**Given request:**
Render the rows below as a two-column CSV with the header request,response. Give one line per row, with the request text and its answer each in a single quoted field, line breaks replaced by spaces, every row included and the pictures left out.

**Raw data:**
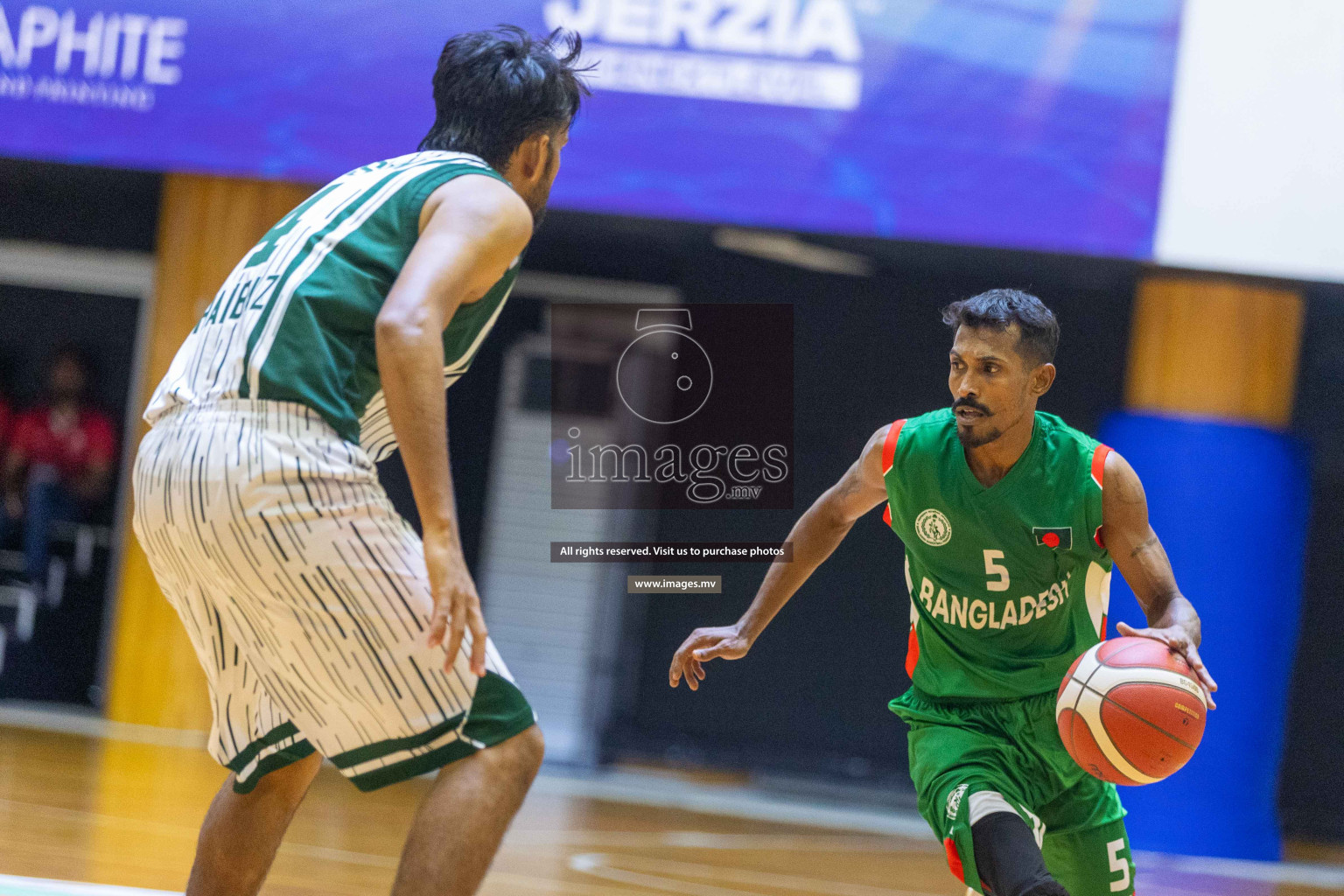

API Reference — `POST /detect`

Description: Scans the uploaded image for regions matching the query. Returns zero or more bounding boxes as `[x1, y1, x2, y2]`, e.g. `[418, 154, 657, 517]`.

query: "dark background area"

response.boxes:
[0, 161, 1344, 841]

**Solved problem:**
request,response
"API Reference — `POST /detect` Description: Scans the uploaded image for regions matching the query. Returns zero or more bounding boxes as `[x1, y1, x2, y2]`, e.g. `[418, 154, 657, 517]`. query: ""dark background area"" response.boxes:","[0, 161, 1344, 841]"